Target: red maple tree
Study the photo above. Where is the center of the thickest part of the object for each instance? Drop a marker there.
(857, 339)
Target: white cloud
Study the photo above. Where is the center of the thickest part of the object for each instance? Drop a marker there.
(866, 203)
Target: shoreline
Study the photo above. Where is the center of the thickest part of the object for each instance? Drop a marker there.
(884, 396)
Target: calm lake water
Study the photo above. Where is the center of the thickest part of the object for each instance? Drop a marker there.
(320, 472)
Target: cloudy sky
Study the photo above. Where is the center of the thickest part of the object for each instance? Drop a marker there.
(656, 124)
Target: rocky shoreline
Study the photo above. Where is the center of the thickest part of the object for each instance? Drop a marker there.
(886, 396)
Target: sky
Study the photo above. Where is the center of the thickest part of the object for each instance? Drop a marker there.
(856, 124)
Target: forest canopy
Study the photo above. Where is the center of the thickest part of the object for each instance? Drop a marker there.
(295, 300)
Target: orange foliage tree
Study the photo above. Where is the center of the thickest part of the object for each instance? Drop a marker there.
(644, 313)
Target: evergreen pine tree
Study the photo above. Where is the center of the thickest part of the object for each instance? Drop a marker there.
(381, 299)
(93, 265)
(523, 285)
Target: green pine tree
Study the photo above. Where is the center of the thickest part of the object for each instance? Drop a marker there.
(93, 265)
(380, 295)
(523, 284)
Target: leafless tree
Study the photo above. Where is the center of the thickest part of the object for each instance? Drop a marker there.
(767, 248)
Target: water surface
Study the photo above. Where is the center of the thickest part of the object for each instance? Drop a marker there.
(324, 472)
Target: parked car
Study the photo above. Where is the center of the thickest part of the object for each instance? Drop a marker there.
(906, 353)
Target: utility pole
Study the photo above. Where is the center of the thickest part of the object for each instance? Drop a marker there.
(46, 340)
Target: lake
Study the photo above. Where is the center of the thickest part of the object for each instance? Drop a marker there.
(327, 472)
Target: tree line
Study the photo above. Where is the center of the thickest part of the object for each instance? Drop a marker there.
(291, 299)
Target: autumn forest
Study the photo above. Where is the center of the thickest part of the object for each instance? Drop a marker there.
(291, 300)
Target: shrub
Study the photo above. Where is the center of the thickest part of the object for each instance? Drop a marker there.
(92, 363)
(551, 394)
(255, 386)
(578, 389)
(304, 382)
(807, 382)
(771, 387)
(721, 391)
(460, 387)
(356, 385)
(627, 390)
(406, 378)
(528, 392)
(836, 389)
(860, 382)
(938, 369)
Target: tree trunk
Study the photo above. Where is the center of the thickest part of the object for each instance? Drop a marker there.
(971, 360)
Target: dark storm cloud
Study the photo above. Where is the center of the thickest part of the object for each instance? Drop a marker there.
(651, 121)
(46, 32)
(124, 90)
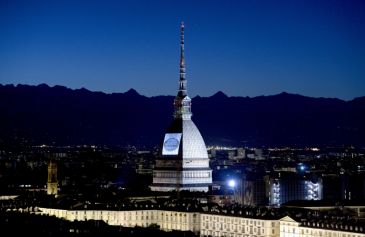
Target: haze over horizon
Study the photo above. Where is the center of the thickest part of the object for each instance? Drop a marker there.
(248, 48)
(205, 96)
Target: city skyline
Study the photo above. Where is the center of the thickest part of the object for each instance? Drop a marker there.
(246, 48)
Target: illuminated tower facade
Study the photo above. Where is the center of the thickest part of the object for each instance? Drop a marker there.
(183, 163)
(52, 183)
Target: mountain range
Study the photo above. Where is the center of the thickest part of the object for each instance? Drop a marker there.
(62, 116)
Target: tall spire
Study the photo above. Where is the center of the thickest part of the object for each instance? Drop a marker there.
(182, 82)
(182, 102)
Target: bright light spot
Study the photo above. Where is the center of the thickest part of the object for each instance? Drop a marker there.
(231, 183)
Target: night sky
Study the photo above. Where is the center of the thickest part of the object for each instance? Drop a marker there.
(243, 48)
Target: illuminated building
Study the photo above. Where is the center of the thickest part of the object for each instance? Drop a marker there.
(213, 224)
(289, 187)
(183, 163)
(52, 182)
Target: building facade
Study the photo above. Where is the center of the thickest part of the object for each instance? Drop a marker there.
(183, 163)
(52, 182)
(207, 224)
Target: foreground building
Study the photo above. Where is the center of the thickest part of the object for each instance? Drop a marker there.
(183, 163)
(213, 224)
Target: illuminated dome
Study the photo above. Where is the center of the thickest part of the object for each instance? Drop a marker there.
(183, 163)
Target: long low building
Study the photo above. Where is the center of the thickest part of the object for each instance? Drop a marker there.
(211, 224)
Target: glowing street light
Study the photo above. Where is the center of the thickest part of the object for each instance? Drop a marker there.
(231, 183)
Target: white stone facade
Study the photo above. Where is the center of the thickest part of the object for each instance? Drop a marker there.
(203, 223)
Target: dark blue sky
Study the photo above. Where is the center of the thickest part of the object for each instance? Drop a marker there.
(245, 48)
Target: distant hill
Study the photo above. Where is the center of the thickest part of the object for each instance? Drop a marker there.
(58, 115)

#####

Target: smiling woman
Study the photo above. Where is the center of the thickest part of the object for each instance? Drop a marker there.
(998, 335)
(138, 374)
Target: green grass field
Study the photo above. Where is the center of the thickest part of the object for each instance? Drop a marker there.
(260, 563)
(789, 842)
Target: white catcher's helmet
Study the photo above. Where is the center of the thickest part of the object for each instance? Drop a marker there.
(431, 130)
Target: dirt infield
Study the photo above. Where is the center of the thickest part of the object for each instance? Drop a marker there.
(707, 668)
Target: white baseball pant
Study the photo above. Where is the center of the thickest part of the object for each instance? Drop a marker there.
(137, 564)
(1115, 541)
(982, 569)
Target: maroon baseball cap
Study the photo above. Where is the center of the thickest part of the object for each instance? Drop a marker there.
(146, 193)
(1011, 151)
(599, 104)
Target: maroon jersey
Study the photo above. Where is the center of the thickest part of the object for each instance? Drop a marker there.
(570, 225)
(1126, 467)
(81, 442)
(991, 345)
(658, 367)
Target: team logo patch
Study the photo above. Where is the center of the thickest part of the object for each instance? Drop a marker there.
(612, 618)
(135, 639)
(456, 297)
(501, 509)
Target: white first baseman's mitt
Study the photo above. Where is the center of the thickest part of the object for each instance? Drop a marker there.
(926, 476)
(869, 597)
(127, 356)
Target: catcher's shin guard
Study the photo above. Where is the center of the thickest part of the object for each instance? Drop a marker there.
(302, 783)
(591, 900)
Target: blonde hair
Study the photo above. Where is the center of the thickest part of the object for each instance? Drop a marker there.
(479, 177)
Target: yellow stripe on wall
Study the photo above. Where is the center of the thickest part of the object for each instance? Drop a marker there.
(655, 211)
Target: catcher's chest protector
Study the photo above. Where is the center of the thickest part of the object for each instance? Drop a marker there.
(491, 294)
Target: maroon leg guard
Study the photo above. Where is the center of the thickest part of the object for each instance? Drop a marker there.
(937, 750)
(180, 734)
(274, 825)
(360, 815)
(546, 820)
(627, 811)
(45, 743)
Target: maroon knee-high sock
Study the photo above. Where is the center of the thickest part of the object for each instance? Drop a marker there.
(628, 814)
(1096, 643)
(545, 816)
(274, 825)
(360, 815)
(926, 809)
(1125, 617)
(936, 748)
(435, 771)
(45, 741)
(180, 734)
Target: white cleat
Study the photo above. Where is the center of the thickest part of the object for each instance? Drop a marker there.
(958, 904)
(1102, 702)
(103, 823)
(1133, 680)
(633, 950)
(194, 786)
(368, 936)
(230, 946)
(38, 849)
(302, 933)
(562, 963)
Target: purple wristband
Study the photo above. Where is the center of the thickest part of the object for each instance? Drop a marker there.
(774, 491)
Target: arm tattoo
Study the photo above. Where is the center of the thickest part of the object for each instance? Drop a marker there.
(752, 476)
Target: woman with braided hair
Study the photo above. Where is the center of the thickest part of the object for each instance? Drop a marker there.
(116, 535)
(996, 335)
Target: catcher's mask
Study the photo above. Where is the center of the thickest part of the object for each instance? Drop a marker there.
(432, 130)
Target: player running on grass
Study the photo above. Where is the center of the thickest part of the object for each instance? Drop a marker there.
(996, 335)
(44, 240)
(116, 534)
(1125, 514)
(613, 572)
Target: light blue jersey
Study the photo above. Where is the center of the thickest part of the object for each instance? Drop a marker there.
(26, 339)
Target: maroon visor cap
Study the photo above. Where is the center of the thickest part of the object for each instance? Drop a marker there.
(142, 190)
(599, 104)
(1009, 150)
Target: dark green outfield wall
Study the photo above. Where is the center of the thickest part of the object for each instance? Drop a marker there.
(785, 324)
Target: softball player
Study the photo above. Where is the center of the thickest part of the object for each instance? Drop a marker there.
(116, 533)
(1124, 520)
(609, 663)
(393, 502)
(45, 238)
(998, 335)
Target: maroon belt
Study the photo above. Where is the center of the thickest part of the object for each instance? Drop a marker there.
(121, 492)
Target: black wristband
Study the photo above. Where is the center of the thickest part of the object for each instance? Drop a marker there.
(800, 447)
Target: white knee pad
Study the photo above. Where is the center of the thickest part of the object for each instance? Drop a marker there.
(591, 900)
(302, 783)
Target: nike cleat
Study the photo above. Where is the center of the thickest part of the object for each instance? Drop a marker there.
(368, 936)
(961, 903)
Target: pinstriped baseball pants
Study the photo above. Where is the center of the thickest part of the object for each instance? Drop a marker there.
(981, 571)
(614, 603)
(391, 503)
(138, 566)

#####

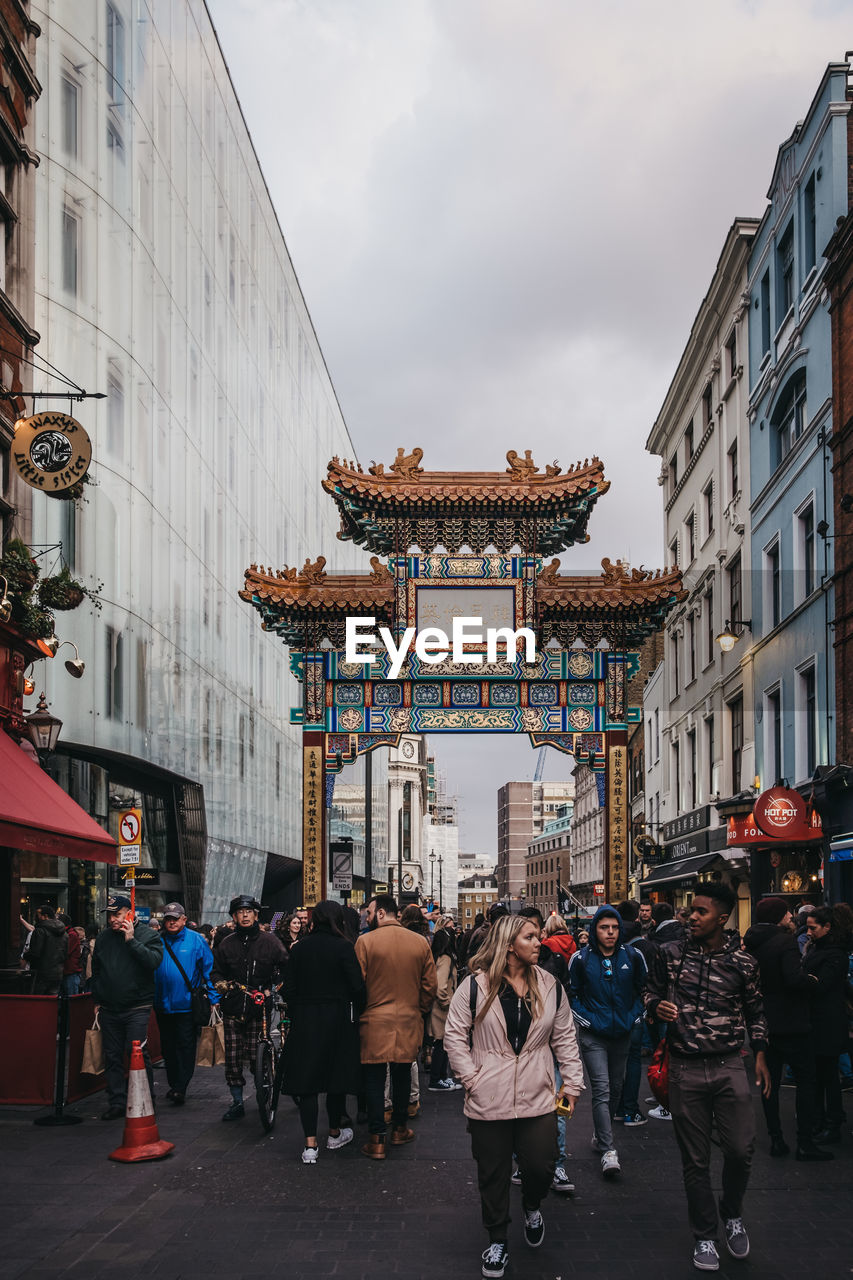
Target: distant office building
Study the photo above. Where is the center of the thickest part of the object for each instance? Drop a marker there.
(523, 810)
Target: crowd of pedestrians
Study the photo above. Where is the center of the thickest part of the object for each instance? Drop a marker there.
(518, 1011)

#####

» **TASK REQUIREMENTS**
Find each line in the records holding the string "cleat" and show it.

» **WRITTEN RESPONSE**
Target: white cleat
Target: nike cleat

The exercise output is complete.